Exercise instructions — Please extract, word for word, the part of the article on auditing self-improving agents that begins at the words "Producer is not" and stops after the words "layer is missing.".

-- Source extract follows --

If you run a reflection-based or self-improving agent and you cannot produce those two curves, your audit position is that you signed off on attempt one and have no documented account of everything the agent did after. That is the position most teams are in right now. The bounded skill prompt that Lin et al.'s reflector rewrites round over round is, in production terms, an unversioned, self-editing configuration artefact. NCSC guidance on AI security and the ICO's accountability principle both want you to know what your system's controlling configuration is and who changed it. A reflector LLM rewriting its own skill prompt is a change you currently can't attribute to anyone.

Producer is not the same as guardian. The reflector that refines the skill is the producer. Nothing in the IDC harness audits the reflector. That separation, an independent observer of the self-improvement process, is the piece the substrate layer is missing.

§4What this means if you are building agent infrastructure

Concretely: if you are building a runtime for agents that reflect, retry or self-edit, you should be capturing an improvement-dynamics record as a first-class artefact, not a debugging side-effect. Three columns: starting behaviour, the trajectory of each self-modification with the diff to the controlling prompt, and a periodic held-out evaluation that the agent has never tuned against. Lin et al. have shown the third one is where the lie hides. An agent that looks like it's getting better round over round can be getting better only at the rounds it can see.

The held-out test is the cheap control and it is the one teams skip, because reflection loops are usually evaluated on the same distribution they train against within a session. Borrow OmniGameArena's discipline: every time the agent refines its skill, re-test on variants it has not touched, and log the gap. If the gap widens while the in-loop score climbs, your agent is overfitting to its own reflection and your audit trail should say so loudly.

§5What the paper does not solve

OmniGameArena is a benchmark of games, and the authors are honest that it is. The reflector LLM, the bounded skill prompt and the held-out variants are all defined inside game environments with clean reward signals and unified action interfaces. Regulated workflows have none of that: the reward is ambiguous, the action space is open, and "held-out variant" is not a thing you can synthesise by tweaking a UE5 level. So the IDC machinery does not transfer as-is. What transfers is the observable, the insistence that you measure the trajectory and the transfer, not the snapshot.

The paper also does not audit its own reflector. IDC measures the outcome of self-improvement; it does not constrain or verify the reflector's edits to the skill prompt. For a game that's fine. For a regulated agent, an unsupervised LLM rewriting the controlling configuration of another LLM, with no independent check, is exactly the thing a governance regime is supposed to prevent. And IDC reports curves for only the four top agents under reflection, so the dynamics for the long tail of weaker agents, the ones more likely to overfit their reflection loop, are unmeasured. The principle is right. The coverage and the guardrail are the work that's left.

-- Source extract concluded --
-- Records shown follows --

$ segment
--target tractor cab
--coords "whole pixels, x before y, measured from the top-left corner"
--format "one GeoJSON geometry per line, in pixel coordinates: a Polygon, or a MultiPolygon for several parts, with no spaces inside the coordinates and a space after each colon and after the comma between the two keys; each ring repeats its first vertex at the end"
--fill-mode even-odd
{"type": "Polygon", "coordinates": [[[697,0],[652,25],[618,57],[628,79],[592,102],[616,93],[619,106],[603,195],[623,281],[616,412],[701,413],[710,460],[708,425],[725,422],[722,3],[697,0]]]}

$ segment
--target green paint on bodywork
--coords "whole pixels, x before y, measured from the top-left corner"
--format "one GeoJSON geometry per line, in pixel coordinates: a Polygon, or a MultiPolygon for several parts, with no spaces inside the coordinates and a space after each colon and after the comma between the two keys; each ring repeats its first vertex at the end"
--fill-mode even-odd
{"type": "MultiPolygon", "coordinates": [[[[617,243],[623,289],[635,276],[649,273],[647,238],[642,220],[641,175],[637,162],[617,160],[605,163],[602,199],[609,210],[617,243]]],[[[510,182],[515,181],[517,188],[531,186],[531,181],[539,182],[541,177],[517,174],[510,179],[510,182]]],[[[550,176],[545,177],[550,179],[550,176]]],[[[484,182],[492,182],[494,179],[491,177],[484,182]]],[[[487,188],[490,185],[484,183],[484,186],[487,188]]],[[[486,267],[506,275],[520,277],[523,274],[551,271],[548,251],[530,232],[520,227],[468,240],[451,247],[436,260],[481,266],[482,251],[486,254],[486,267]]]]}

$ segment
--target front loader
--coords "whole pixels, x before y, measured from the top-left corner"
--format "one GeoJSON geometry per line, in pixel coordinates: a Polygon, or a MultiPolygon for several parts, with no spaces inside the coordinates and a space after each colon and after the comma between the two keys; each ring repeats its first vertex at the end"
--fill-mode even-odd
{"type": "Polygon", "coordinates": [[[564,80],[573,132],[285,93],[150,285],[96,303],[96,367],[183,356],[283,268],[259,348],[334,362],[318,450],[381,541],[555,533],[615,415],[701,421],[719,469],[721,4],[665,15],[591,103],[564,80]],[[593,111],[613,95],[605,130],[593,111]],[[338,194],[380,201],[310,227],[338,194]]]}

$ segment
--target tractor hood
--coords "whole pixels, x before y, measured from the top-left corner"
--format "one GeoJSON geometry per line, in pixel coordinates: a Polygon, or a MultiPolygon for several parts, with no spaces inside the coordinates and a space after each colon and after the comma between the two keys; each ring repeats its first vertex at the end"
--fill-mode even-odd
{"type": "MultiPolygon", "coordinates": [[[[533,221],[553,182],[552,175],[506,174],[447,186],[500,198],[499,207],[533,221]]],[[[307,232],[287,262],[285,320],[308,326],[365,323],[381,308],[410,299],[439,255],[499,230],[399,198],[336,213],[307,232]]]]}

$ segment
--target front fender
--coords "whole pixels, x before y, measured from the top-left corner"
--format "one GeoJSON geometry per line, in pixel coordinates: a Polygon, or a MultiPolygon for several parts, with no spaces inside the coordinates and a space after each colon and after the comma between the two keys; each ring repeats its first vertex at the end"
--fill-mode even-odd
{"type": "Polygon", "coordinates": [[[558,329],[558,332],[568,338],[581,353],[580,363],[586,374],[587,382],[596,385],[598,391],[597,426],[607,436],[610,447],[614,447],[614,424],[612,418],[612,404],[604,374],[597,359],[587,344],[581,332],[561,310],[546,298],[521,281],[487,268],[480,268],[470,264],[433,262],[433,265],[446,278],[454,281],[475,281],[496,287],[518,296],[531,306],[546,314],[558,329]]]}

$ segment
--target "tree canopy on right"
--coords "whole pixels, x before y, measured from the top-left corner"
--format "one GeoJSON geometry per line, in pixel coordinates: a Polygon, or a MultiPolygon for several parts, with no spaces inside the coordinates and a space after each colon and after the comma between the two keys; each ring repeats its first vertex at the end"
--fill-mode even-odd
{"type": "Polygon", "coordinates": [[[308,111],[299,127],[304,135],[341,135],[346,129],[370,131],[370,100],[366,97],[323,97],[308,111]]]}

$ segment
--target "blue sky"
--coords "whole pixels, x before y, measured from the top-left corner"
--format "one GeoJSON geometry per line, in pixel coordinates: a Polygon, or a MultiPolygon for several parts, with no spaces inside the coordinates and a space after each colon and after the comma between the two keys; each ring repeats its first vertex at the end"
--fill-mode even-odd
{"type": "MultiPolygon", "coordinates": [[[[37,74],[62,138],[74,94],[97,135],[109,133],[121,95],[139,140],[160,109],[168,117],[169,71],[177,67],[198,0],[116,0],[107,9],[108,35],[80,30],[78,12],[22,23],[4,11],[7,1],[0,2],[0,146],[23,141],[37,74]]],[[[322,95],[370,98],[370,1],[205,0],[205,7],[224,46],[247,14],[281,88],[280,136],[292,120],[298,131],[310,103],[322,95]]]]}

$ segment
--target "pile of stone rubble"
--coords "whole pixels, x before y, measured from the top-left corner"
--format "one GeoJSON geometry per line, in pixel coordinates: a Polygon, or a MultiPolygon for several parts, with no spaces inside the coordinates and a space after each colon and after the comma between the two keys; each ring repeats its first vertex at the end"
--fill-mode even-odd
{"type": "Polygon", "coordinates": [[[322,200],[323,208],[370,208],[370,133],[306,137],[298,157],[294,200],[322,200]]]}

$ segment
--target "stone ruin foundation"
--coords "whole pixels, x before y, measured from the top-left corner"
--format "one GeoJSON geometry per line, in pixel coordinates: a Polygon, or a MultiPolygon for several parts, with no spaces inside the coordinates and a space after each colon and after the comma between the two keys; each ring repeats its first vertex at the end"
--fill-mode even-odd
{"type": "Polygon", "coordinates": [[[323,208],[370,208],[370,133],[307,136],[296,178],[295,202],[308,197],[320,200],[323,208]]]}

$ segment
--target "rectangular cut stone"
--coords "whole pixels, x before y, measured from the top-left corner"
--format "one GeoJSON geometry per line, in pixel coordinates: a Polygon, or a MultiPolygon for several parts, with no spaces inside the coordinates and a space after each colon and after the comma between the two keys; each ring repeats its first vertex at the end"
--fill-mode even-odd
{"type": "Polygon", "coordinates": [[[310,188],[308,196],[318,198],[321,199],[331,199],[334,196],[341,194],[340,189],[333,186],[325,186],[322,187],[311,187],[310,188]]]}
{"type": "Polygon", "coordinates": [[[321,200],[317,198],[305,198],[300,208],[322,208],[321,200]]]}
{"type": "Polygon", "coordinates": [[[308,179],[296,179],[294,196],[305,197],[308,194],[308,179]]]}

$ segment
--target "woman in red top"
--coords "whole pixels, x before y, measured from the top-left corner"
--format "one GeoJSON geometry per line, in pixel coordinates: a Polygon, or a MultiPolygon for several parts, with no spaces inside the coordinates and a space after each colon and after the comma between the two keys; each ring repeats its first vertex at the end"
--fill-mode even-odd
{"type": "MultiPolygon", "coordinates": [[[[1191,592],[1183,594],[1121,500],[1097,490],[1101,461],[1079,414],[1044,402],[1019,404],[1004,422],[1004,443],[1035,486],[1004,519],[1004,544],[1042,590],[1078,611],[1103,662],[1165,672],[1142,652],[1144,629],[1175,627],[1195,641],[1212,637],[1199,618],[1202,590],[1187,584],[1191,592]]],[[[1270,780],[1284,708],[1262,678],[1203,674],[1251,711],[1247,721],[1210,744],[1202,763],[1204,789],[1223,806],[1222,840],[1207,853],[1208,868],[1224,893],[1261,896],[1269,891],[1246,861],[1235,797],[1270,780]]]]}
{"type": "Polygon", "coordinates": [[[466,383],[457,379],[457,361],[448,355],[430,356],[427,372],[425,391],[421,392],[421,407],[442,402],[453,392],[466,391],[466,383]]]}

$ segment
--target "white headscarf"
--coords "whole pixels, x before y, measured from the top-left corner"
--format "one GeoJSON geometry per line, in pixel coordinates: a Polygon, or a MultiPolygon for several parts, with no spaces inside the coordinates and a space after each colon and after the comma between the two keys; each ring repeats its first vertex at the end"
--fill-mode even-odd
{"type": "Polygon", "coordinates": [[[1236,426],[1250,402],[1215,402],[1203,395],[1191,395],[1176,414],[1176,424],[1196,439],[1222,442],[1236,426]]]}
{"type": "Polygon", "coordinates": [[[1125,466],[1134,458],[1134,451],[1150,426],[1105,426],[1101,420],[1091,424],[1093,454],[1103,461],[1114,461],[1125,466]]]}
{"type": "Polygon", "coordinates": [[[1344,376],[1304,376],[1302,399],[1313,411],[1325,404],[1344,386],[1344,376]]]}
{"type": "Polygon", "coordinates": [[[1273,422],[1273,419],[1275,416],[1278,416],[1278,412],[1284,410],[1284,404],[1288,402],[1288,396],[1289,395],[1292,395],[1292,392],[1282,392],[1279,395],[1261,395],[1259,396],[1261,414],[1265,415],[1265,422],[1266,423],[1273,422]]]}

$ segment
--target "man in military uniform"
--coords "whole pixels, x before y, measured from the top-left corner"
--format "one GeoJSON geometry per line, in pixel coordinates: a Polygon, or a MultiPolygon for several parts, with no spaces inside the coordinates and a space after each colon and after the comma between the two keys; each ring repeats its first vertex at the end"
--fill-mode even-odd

-- Records shown concluded --

Answer space —
Producer is not the same as guardian. The reflector that refines the skill is the producer. Nothing in the IDC harness audits the reflector. That separation, an independent observer of the self-improvement process, is the piece the substrate layer is missing.